*SOURCE MATERIAL*.
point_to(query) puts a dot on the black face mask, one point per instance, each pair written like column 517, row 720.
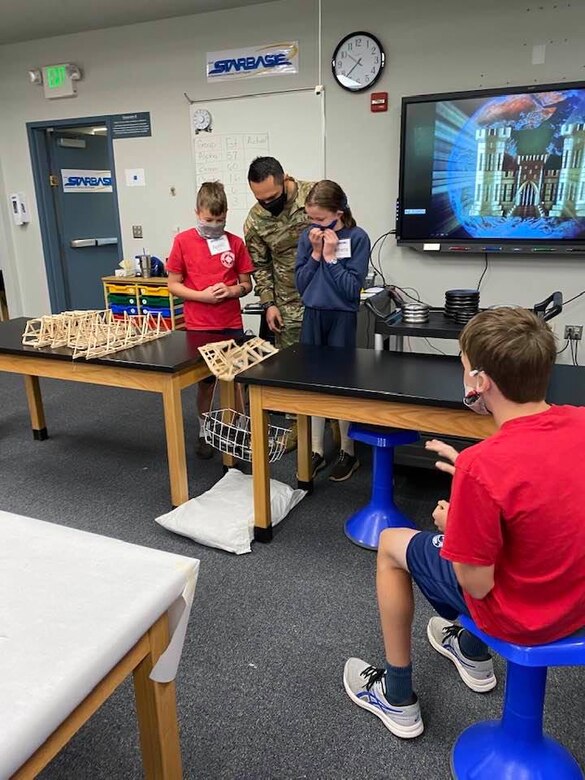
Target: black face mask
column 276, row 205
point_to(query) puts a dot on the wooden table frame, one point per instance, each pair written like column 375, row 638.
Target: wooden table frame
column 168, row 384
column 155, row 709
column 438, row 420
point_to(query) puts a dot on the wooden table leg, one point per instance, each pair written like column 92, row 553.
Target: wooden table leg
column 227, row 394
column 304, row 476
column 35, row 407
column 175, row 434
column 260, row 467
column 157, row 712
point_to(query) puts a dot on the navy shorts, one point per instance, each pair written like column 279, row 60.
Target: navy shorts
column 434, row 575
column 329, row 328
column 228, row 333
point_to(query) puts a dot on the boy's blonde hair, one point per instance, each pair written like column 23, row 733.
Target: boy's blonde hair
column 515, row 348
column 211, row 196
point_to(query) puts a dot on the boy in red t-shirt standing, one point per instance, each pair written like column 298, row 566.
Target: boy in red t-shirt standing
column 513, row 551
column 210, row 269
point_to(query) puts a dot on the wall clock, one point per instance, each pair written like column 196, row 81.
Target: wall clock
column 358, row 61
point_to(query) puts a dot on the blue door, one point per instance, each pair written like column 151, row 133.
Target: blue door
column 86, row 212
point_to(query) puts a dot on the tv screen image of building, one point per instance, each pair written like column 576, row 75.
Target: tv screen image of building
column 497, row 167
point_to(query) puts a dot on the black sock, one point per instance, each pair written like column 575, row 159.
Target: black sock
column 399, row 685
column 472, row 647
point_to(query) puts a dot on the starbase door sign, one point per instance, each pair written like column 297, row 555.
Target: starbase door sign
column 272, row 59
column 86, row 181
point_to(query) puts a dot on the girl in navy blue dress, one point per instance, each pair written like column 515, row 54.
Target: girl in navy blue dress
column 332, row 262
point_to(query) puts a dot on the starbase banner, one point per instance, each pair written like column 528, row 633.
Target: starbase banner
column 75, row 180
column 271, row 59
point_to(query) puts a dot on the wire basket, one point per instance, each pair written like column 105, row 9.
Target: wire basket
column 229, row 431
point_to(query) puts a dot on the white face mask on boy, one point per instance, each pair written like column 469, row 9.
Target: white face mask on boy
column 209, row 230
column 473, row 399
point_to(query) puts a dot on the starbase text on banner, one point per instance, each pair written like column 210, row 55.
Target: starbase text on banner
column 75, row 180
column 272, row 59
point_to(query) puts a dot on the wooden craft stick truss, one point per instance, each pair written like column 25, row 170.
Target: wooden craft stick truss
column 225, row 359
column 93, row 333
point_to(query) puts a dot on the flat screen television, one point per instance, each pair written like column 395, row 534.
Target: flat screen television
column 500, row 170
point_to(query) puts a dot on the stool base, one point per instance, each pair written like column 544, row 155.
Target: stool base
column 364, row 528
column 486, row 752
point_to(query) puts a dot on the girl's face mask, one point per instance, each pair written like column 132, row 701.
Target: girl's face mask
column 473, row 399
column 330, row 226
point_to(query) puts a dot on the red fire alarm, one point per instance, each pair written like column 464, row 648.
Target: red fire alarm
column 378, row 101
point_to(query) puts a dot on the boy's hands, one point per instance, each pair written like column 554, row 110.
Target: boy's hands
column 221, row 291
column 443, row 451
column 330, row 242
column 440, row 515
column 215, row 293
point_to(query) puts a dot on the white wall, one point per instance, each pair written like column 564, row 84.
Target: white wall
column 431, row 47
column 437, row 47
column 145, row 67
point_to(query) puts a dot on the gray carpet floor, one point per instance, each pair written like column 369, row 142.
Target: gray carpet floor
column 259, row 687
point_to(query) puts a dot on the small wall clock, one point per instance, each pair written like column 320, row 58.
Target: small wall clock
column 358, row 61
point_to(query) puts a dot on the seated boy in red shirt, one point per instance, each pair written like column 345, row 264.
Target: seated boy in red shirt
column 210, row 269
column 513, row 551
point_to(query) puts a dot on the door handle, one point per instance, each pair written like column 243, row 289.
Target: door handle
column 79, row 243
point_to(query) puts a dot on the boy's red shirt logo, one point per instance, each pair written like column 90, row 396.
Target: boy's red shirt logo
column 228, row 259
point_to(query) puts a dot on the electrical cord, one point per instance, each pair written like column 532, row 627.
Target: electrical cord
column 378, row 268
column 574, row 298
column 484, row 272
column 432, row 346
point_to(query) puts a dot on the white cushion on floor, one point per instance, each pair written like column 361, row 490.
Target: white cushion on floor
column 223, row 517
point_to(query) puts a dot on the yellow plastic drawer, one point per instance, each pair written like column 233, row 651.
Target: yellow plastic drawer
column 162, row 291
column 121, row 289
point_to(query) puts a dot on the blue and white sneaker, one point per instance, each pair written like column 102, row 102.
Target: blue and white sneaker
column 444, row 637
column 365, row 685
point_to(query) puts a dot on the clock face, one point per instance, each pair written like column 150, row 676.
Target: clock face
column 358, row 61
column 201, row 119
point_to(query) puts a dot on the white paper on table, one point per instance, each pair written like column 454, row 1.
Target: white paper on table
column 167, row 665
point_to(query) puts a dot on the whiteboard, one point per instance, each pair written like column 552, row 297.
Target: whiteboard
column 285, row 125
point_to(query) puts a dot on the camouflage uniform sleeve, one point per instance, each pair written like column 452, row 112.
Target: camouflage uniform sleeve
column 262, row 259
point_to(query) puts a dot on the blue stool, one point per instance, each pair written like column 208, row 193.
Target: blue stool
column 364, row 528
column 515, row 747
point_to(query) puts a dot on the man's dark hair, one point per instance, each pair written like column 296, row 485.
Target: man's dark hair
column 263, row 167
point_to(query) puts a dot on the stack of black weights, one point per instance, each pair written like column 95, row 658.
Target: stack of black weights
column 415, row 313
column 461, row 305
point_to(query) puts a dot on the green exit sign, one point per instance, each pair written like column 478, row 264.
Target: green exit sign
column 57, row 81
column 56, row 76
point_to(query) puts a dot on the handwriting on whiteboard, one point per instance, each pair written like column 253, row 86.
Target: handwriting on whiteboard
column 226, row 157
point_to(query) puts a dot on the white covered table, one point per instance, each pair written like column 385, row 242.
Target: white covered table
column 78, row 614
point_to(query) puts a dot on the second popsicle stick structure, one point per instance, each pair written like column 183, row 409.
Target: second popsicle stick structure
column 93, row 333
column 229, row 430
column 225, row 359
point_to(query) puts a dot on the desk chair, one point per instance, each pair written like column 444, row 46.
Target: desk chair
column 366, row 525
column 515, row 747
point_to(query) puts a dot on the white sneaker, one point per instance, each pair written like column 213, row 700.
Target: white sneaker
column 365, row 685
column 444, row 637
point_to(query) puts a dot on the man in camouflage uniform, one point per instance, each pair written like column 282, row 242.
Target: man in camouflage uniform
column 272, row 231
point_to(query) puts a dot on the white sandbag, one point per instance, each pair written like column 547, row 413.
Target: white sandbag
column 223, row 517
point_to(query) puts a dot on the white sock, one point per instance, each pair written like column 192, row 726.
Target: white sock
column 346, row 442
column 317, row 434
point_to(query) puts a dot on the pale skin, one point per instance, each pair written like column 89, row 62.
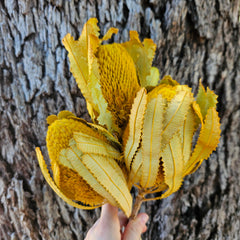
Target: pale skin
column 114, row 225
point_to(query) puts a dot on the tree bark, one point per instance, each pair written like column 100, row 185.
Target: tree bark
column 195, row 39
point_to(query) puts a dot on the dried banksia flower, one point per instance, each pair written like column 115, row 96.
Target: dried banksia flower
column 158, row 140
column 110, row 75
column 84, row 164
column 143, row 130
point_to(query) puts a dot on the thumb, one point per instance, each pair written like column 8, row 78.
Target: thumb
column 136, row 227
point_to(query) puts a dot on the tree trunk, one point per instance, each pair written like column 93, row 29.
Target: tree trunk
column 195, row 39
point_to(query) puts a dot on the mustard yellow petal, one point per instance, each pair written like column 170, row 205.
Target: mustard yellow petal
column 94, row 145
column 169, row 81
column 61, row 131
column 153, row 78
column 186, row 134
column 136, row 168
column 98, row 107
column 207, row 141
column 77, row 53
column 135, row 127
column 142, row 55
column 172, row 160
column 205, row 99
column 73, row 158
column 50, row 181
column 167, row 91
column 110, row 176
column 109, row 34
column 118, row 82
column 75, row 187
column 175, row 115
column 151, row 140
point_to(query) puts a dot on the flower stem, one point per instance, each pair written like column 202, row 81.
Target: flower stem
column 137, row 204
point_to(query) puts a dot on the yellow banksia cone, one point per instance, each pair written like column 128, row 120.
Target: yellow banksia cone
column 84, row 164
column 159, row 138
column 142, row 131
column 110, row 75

*TASK REQUIREMENTS*.
Copy out, exactly and alone, the lines of the entries above between the ones holding "point_to(query) puts a dot on the starbase banner, one" and "point_to(query) puts a dot on the wire", inclusive.

*RESPONSE BELOW*.
point_to(query) puts a dot on the starbase banner, one point per instance, each pair written like column 528, row 633.
Target: starbase banner
column 75, row 180
column 271, row 59
point_to(query) puts a dot on the wire basket, one point per instance, each pair written like column 105, row 9.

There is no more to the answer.